→ **What you should do**
Copy out the entries below exactly as they stand, but only from the line containing "the white wall" through the line containing "Target: white wall".

→ **Data to use**
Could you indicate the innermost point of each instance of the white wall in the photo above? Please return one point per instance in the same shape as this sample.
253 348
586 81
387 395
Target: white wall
* * *
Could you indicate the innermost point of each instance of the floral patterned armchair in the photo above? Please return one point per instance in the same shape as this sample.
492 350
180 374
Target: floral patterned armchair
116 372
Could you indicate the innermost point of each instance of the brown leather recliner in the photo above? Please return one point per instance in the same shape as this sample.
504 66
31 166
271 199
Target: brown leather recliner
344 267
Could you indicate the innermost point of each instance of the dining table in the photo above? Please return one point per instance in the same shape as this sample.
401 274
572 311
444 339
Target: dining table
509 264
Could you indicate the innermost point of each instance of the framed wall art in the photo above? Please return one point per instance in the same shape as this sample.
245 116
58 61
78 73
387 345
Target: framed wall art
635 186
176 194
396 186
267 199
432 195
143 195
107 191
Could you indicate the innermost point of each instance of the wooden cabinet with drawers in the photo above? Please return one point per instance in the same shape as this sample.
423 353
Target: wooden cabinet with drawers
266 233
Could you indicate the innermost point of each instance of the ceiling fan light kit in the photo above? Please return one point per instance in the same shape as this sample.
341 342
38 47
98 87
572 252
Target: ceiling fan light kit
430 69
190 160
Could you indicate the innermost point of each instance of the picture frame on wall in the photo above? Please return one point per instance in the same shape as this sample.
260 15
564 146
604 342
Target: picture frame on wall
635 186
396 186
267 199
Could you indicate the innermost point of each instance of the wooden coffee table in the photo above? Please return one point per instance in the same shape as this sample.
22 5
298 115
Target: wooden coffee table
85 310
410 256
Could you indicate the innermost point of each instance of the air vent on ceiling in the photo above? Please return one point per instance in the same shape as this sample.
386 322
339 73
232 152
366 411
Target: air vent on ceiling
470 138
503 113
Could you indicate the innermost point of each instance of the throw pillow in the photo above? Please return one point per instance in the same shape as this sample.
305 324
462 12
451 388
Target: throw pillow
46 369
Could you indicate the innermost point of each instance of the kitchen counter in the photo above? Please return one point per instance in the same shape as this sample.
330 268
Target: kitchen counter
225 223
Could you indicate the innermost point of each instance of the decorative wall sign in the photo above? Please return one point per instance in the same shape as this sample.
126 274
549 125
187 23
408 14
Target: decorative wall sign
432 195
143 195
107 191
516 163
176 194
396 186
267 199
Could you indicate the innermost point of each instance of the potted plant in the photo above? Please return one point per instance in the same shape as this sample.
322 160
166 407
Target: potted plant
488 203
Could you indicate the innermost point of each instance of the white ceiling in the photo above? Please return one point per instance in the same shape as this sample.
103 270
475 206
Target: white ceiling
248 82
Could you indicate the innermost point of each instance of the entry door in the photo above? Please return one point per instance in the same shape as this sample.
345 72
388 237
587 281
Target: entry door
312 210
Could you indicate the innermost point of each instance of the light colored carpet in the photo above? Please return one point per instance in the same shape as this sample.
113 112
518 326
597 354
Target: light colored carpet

→ **Output for this task**
Could you indicate the innermost point of each instance of the white wall in the photo above? Please return one point per instance in the same shape as this sample.
253 348
586 81
387 395
Target: white wall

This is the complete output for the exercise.